DATA LINES —
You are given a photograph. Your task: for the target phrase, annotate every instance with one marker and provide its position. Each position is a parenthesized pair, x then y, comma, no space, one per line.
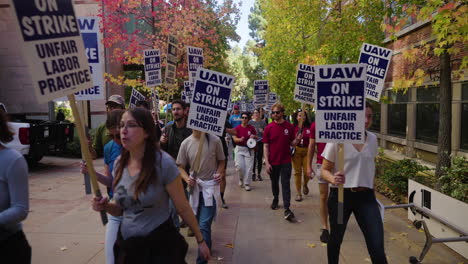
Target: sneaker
(288,215)
(324,236)
(190,233)
(298,198)
(274,205)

REQUIRED TASK —
Can you reproduce the listing above with "sneaker" swapped for "running shoe" and everything else unchanged? Leave the pictures out.

THE RESPONSE —
You are given a photograph. Your task: for the target phrase, annotate every instance with one marker and provide its position. Each position is a parenthesized pair, x then y, comma, no space, one per line.
Target: running shoe
(288,215)
(324,236)
(190,233)
(298,198)
(274,205)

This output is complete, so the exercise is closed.